In the listing below, identify each line with the word "green" and return those lines.

## TASK MATERIAL

—————

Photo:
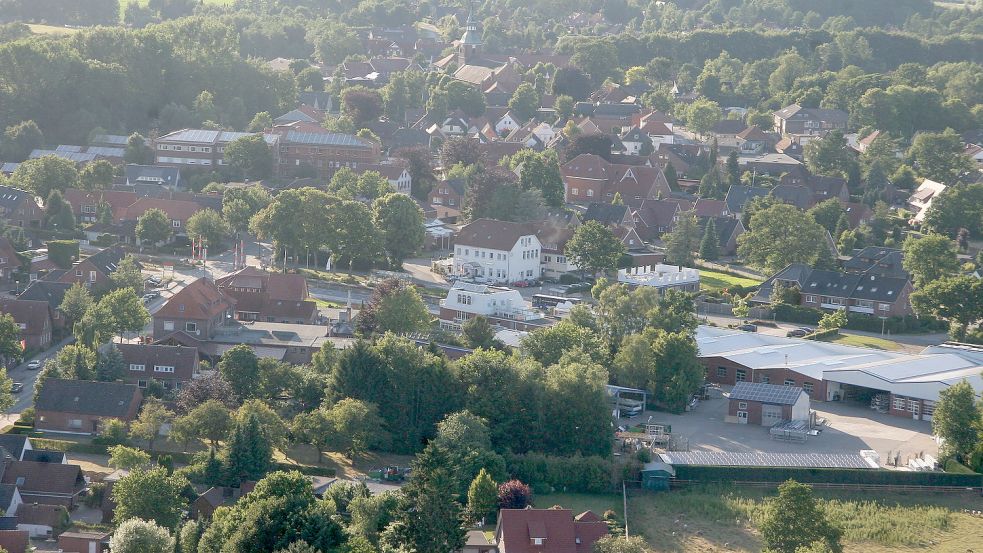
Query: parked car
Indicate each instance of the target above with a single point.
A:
(799, 332)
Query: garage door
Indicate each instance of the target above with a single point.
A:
(771, 415)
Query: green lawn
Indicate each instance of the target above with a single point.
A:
(714, 280)
(717, 519)
(864, 341)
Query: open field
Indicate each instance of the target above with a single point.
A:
(713, 280)
(725, 519)
(864, 342)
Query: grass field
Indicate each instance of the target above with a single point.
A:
(725, 519)
(51, 30)
(864, 342)
(713, 280)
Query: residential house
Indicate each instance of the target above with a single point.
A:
(84, 542)
(95, 271)
(752, 141)
(497, 251)
(867, 293)
(34, 319)
(44, 483)
(172, 366)
(198, 309)
(590, 178)
(878, 260)
(269, 297)
(81, 406)
(767, 404)
(41, 520)
(9, 262)
(795, 119)
(19, 208)
(398, 176)
(152, 174)
(921, 199)
(502, 307)
(551, 530)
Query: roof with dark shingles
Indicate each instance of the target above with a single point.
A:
(83, 397)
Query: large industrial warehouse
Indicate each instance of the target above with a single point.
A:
(904, 385)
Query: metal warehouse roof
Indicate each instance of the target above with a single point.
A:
(758, 459)
(919, 376)
(766, 393)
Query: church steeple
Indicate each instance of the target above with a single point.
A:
(470, 46)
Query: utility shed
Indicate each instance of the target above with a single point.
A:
(767, 404)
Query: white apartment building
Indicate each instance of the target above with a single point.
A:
(662, 277)
(502, 307)
(494, 251)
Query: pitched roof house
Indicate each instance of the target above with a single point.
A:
(197, 309)
(270, 297)
(34, 320)
(547, 531)
(80, 406)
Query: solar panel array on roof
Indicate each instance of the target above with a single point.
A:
(326, 139)
(766, 393)
(758, 459)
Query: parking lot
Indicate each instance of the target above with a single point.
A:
(850, 428)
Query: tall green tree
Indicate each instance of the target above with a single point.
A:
(794, 519)
(150, 495)
(594, 248)
(957, 420)
(400, 221)
(929, 258)
(710, 245)
(250, 450)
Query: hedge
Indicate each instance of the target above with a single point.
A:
(546, 473)
(826, 476)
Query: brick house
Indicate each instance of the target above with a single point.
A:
(172, 366)
(19, 208)
(547, 531)
(34, 320)
(269, 297)
(766, 404)
(869, 292)
(197, 310)
(80, 406)
(45, 483)
(94, 271)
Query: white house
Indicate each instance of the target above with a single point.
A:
(662, 277)
(503, 307)
(494, 251)
(921, 199)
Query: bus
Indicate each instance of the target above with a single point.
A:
(545, 301)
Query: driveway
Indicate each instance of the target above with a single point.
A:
(850, 429)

—————

## WRITTEN RESPONSE
Query: green lawn
Query: tall green tree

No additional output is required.